■ EXERCISE OBJECTIVE ■
Would you filter the listing below so that only lines with the word "head" remain?

■ DATA FOR THIS TASK ■
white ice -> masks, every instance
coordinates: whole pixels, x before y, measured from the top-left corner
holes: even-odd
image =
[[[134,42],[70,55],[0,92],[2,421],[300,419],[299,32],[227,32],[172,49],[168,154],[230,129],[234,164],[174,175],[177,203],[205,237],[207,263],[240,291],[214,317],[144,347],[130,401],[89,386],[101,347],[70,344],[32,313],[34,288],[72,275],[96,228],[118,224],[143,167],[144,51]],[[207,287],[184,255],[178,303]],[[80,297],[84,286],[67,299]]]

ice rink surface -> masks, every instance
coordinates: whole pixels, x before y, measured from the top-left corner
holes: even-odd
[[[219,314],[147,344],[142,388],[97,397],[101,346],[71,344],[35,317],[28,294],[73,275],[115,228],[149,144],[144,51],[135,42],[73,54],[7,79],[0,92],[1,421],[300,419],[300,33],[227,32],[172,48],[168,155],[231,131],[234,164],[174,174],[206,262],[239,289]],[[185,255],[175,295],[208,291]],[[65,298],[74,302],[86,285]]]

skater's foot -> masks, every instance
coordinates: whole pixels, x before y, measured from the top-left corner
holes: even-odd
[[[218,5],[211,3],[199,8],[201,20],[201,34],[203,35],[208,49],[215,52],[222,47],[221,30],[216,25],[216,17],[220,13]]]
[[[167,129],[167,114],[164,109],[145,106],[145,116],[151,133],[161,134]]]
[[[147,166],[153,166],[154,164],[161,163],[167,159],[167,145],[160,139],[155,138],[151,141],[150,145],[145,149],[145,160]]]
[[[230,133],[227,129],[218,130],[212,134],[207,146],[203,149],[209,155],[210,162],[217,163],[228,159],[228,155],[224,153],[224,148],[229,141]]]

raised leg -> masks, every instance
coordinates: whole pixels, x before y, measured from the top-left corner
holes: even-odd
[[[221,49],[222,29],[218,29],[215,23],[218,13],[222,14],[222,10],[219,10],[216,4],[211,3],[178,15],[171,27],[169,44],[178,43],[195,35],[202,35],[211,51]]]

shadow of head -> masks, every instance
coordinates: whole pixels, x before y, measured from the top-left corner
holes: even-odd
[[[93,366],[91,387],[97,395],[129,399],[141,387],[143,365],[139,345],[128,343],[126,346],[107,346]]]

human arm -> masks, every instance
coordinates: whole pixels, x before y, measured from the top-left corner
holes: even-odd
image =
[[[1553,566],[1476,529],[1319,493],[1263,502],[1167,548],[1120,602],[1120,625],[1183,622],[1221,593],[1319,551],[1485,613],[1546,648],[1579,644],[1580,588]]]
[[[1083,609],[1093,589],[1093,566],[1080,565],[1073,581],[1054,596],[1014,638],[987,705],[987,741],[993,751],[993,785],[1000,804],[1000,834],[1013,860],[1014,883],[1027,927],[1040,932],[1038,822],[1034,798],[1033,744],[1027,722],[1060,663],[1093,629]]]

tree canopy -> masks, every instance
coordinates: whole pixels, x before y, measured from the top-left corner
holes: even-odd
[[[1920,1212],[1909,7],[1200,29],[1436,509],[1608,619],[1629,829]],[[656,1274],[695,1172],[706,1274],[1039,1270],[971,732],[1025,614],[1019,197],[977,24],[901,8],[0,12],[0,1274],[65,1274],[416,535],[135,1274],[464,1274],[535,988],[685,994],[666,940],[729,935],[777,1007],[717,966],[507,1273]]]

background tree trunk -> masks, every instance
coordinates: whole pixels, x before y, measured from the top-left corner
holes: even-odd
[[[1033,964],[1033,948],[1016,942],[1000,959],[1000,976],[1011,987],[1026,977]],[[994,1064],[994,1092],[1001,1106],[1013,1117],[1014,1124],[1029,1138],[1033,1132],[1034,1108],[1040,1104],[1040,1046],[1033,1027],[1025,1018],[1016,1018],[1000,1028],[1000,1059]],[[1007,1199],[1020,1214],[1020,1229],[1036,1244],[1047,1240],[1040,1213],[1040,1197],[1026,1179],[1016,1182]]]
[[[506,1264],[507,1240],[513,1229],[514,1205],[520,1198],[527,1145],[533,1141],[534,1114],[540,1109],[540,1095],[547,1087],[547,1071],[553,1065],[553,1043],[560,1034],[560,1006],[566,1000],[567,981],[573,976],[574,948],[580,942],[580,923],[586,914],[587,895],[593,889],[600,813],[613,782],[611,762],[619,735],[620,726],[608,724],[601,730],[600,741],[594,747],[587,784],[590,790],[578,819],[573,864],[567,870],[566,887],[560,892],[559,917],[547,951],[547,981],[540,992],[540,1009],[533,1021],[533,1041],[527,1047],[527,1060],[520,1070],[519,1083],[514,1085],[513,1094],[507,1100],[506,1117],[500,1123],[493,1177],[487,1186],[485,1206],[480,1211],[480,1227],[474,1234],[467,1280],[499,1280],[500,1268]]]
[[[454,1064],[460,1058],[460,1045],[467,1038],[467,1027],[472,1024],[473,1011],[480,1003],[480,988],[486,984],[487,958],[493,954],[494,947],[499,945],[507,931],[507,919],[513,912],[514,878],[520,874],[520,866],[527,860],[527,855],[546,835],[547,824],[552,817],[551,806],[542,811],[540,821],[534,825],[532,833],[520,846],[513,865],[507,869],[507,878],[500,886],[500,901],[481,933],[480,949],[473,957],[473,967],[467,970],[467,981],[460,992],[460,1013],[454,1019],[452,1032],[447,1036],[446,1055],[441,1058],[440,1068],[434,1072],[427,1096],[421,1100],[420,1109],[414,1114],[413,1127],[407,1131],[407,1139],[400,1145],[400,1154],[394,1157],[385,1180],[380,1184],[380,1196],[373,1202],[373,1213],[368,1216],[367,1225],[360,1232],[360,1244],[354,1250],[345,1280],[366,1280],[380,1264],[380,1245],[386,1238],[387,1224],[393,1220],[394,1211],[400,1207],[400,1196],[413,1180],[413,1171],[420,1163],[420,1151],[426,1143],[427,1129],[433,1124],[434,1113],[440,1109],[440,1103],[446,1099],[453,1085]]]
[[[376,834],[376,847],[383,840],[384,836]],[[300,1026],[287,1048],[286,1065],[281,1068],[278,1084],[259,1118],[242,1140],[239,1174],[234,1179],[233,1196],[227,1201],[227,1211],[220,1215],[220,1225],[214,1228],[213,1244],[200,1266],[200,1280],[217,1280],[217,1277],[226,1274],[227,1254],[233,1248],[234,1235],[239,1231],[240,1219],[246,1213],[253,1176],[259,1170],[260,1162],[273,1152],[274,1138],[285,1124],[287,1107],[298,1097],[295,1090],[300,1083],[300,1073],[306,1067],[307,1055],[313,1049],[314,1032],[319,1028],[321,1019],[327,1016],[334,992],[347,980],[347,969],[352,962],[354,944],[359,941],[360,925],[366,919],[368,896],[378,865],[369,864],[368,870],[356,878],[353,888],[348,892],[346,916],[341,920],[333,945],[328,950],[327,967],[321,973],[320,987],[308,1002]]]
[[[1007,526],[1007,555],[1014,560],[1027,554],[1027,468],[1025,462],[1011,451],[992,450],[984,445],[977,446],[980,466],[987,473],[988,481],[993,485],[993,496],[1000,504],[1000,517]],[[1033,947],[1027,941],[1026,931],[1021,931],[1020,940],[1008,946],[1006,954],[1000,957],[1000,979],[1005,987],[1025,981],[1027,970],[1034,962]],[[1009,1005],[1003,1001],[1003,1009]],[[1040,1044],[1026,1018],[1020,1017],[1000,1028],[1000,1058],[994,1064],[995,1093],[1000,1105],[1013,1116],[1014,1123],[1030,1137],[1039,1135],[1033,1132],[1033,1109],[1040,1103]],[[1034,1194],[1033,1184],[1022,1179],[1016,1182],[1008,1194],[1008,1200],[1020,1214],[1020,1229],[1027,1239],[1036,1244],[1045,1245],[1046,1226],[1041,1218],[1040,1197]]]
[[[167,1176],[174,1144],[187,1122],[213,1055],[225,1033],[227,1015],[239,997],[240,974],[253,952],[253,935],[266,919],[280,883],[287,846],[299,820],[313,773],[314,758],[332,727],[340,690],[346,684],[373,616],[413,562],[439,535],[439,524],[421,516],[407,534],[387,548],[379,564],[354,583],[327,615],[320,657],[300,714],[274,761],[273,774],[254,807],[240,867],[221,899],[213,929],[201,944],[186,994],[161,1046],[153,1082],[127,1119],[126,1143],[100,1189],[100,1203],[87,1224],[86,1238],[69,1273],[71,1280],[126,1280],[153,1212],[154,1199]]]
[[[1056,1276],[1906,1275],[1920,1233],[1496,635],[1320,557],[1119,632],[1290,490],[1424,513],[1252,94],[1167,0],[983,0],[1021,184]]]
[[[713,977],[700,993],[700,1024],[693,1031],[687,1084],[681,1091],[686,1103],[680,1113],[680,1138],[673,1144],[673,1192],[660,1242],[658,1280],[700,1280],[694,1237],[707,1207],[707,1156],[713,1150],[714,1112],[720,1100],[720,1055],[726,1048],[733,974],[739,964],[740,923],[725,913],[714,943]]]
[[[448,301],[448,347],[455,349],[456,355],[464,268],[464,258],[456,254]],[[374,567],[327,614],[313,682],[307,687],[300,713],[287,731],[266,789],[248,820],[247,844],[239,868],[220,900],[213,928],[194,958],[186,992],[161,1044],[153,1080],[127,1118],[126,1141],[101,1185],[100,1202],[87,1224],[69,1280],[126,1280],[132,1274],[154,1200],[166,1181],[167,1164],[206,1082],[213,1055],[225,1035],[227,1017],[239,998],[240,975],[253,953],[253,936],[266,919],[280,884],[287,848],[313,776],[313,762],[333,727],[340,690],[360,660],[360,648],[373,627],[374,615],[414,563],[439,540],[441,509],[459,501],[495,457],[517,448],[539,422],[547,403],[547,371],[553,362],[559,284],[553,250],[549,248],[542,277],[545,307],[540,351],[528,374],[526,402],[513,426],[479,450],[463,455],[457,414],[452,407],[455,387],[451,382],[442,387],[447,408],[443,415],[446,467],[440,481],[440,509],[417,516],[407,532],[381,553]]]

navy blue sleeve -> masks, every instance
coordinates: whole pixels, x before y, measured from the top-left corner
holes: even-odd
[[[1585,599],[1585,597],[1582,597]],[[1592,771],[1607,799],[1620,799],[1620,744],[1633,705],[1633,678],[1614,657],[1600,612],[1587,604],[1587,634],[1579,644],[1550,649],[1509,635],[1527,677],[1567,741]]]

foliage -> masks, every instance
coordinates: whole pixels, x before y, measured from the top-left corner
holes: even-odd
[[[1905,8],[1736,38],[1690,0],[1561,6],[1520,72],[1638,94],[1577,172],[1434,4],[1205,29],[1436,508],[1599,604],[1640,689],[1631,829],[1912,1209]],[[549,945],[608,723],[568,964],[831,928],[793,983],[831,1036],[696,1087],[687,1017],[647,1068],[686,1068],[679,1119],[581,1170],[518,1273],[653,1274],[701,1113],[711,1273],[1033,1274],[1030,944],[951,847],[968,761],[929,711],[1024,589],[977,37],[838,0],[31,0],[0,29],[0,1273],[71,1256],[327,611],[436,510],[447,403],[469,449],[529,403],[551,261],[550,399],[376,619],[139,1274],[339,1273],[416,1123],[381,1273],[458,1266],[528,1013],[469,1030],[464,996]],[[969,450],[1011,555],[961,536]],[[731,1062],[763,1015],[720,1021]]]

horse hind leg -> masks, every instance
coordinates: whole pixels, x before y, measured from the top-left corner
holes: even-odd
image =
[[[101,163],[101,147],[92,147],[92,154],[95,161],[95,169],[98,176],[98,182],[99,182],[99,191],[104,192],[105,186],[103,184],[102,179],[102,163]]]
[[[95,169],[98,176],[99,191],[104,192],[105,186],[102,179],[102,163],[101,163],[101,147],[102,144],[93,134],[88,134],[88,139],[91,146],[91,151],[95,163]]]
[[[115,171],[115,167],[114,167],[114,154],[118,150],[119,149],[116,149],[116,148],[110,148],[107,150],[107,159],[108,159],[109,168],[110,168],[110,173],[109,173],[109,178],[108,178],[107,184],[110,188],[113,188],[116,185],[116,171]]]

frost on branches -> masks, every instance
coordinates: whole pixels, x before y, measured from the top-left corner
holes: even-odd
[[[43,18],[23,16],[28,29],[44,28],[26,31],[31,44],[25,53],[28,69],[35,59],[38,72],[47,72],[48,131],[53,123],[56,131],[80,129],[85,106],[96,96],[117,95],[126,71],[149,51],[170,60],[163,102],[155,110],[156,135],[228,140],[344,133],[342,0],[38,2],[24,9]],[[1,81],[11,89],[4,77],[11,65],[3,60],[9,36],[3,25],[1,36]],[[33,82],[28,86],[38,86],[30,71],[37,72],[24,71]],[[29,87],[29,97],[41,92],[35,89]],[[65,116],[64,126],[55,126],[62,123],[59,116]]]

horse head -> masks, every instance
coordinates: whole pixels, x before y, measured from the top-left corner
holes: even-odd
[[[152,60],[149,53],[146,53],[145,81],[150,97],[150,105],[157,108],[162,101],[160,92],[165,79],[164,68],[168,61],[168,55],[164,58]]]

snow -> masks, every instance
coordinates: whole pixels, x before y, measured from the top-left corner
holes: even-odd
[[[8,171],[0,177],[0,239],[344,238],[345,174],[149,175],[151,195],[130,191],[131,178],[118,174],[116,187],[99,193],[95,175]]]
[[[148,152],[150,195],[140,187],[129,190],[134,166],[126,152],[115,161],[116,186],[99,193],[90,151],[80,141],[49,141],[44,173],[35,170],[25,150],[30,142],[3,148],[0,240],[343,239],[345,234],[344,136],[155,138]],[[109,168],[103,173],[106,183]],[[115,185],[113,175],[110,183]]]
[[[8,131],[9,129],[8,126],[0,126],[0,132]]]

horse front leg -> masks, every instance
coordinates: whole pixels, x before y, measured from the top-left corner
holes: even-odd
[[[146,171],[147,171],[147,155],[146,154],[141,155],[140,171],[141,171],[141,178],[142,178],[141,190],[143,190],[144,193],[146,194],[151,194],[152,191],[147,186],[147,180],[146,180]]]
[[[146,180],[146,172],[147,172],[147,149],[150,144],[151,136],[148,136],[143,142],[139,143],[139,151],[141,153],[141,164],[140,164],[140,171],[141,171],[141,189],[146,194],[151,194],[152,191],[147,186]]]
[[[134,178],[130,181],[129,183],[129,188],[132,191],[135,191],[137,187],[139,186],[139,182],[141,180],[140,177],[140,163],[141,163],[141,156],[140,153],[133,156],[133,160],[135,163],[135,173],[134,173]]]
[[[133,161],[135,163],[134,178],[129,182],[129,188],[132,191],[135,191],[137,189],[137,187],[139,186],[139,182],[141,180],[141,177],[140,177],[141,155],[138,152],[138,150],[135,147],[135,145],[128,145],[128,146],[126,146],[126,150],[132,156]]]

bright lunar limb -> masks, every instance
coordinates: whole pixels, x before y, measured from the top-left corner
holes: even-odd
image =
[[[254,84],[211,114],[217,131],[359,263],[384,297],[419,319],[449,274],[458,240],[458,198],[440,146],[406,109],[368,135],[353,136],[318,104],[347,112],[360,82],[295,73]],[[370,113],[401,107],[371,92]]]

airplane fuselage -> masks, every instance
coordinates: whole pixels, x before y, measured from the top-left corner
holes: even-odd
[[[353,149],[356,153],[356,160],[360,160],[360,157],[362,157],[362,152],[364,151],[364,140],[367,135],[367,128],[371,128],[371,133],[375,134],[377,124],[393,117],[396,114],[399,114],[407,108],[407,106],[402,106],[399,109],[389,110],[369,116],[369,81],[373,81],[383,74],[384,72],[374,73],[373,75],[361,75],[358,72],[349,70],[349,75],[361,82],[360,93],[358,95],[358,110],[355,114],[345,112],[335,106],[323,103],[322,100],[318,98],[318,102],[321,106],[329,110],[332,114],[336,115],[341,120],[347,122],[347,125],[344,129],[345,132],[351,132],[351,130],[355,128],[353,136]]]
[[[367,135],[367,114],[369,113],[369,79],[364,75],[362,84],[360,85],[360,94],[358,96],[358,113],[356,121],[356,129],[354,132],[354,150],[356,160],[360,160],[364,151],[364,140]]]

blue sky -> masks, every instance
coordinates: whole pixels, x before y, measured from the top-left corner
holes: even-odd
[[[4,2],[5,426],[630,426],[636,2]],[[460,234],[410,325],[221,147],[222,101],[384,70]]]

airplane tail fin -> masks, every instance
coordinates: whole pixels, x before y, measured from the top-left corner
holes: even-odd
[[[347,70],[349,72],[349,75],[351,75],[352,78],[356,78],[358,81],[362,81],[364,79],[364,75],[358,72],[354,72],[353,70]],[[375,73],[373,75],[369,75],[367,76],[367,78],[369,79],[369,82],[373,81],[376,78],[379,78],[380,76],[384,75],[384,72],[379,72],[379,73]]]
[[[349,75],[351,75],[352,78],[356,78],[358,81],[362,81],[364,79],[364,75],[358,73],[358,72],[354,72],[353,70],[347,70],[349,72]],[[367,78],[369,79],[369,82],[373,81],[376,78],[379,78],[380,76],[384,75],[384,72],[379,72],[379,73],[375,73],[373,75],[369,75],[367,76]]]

■ RESPONSE BELOW ■
shadow of head -> masks, every instance
horse head -> masks, every instance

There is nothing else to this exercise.